The answer must be every entry, retyped without a single difference.

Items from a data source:
Start of Block

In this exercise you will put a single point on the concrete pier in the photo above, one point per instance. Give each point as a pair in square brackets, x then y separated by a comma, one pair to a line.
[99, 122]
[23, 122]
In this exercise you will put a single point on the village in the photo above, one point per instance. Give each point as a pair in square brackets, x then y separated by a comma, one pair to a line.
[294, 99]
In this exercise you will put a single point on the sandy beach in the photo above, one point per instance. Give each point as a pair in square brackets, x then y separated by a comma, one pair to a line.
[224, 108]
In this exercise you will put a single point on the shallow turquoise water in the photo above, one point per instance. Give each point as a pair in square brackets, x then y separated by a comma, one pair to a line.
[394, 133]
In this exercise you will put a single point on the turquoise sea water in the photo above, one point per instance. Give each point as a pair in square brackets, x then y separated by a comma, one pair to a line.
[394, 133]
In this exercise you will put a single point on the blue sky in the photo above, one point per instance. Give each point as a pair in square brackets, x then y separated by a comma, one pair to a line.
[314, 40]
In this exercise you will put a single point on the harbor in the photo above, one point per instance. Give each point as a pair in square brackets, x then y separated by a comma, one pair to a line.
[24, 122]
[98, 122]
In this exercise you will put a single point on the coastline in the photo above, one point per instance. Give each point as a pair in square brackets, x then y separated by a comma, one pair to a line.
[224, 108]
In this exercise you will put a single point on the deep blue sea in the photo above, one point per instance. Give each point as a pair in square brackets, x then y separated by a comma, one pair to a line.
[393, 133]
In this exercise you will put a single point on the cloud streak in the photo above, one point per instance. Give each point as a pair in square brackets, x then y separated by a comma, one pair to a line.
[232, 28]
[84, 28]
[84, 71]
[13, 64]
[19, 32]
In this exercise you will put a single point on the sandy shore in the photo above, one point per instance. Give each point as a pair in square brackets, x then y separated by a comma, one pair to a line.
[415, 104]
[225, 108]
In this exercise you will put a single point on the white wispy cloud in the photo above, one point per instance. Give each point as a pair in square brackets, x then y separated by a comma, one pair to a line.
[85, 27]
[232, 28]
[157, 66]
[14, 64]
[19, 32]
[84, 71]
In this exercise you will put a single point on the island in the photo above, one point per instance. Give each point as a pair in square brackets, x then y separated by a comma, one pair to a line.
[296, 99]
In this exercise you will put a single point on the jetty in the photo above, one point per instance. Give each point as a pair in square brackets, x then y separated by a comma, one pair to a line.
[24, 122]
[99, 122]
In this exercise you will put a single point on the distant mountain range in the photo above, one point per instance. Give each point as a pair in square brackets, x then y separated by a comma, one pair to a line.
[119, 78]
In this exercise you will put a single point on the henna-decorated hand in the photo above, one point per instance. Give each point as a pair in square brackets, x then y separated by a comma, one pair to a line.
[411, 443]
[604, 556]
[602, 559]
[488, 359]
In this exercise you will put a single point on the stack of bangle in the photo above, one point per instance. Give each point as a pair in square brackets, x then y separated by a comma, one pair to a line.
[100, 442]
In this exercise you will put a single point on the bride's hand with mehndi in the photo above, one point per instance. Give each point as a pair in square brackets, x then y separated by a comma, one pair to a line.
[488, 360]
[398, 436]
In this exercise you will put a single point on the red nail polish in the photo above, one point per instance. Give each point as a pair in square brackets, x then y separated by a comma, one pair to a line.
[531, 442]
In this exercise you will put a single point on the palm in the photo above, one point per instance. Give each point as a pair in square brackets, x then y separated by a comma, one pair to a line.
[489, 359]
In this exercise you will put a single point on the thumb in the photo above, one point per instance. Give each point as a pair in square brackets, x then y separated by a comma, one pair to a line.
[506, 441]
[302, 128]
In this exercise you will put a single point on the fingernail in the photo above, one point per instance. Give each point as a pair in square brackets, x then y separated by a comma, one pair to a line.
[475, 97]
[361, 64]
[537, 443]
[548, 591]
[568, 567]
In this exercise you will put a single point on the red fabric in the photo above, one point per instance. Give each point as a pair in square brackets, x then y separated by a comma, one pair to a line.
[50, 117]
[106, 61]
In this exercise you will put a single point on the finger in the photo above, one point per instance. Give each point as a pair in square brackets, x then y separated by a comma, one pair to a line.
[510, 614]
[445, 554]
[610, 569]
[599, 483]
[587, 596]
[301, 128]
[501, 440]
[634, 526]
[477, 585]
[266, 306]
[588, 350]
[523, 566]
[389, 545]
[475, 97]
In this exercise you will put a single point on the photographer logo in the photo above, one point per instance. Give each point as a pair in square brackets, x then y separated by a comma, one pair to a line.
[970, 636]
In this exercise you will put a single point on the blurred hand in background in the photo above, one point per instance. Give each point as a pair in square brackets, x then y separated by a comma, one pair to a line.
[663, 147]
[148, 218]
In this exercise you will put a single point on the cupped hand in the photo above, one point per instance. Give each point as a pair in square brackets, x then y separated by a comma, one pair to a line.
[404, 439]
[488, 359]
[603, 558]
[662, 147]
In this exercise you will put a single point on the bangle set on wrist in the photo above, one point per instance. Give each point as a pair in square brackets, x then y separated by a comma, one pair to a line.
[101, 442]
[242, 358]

End of Block

Answer box:
In this exercise you will put a single point on the concrete pier in the photo above, one point per instance. Give each point as a pair in square brackets, x then y separated by a comma, one pair to a line.
[99, 122]
[23, 122]
In this exercise you will put a single point on the village in the photo above, one point per instance. Give each point as a pair in square brackets, x then y separated by a comma, one pair to a line.
[294, 99]
In this exercise you will put a single point on the sandy beach in the photo above, one point per instance. Give each point as a pair in square brackets, x then y separated by a comma, one pair to a line.
[224, 108]
In this exercise you will put a single point on the shallow turquoise water in the photo above, one point per instance. Give each point as a pair in square brackets, x then y separated by a comma, one pair to a line.
[394, 133]
In this exercise you will put a single point on the turquoise sea water in the photo above, one point per instance. Give each point as a pair in square brackets, x then y separated by a comma, one pair to a line.
[394, 133]
In this exercise you will put a single point on the blue sky in the photo above, one point per instance. Give each point as a pair in square brackets, x then y separated by a comma, one pair to a line.
[314, 40]
In this exercise you will put a single point on the harbor in the photo above, one point per instance. Give each point as a pair in square brackets, x then y separated by a comma, one pair to a line.
[24, 122]
[98, 122]
In this exercise you will put a single point on the coastline in the photo above, one point per instance. Give each point as a pair in square brackets, x then y separated by a comma, one pair to a line.
[224, 108]
In this exercise you will put a single point on the deep blue sea in the photo above, one point per instance. Give each point as a pair in square brackets, x then y separated by a comma, one pair to a line.
[393, 133]
In this exercise you will put a single point on the cloud streak in the photo above, one point per instance. Give each point as a pair in square brackets, x then y separated by a comma, one pair to a line.
[232, 28]
[84, 28]
[84, 71]
[13, 64]
[19, 32]
In this exercise you will put a single point on the sandy shore in the photo above, one point per instance. Give each point as a pair in square brackets, x then y separated by a comma, one pair to a line.
[415, 104]
[225, 108]
In this exercise you will put a single point on the white wispy cloud in the photo above, one point per instance. Give each point as a pair in square brackets, x then y separated by a comma, one pair to a line.
[85, 27]
[232, 28]
[157, 66]
[14, 64]
[19, 32]
[84, 71]
In this exercise you will put a single point on the island in the photo above, one point per instance. Give each point as a pair in square brackets, x then y separated by a comma, one pair to a line.
[296, 99]
In this exercise you will put a single point on the jetty in the photo above, one point per instance. Give each point as a pair in square brackets, x then y separated by a comma, one pair to a line.
[24, 122]
[99, 122]
In this exercise you will put a single point on the distant mountain range in the photo above, one point per instance. Give each point as a pair in square brackets, x then y separated by a comma, one pair to a line.
[119, 78]
In this exercise you will put a single point on the henna-decorated hand in the photo above, one point per instance. Give each point as a pair in square brackets, x then y separated by a comma, one pair to a line.
[411, 443]
[604, 556]
[602, 559]
[488, 359]
In this exercise you will put a single point on the stack of bangle in the photo above, one point per instance. Give each point as a pair in square brackets, x then y separated by a comma, one pair to a line.
[100, 442]
In this exercise you will put a single point on the bride's hand with mehndi in the photo above, one point per instance. Give each point as a pair in square brackets, x then y separated by a comma, one pair to a line.
[488, 360]
[398, 436]
In this exercise you will put a single point on the red nail polish in the photo above, one point per instance. Give each point as a pair in square brackets, x then y separated by a comma, one pair to a line.
[531, 442]
In this exercise you will put a single point on the palm in the photo above, one point per instance. Give each point as a pair in square brackets, x then y separated by a comma, one pair to a line.
[489, 359]
In this exercise you will put a single point on the thumb in the photo above, one point per instance. Give each point as a pair in square brackets, x then y separated by a comma, one pair to a line.
[506, 441]
[302, 128]
In this exercise you will put a single point on the fingernail in the photo above, one point per instance. Give each point as a pair in square brackets, x then y separated by a comma, one pair to a line.
[475, 97]
[361, 64]
[537, 443]
[548, 591]
[568, 567]
In this exercise you will put a single point on the red fabric in the photo above, one point per instance. Give each point as a pair in square brackets, x then y separated by a comma, one pair to a line.
[50, 117]
[106, 61]
In this exercise you will put a single point on the finger in the photo above, one point per instance. Give each point as a pair in square brackets, x then y separated by a comma, one pair to a line.
[510, 614]
[445, 554]
[610, 569]
[599, 483]
[587, 596]
[301, 128]
[501, 440]
[634, 526]
[477, 585]
[266, 306]
[588, 350]
[523, 566]
[389, 545]
[475, 97]
In this exercise you will put a single point on the photographer logo in the photo above, one point per instance. Give each point as a pair in square brackets, x then y separated by a comma, one pair to a line.
[970, 636]
In this exercise you will put a single point on the blurred hand in background in the photo above, one point per instance. Give each point as a pair in square brackets, x then y separated by a comma, one pair to a line.
[663, 147]
[148, 218]
In this exercise you will put a single point on the cupped hand in the photo above, one point per instance. Give each point as a pair in square brackets, x then y separated by a comma, one pair to a line.
[404, 439]
[488, 359]
[603, 558]
[662, 147]
In this exercise you will put a single point on the bangle set on wrist in the photo above, one point per instance. Give each point as a pair in square brackets, x then y separated by a comma, one pair to a line.
[101, 442]
[242, 358]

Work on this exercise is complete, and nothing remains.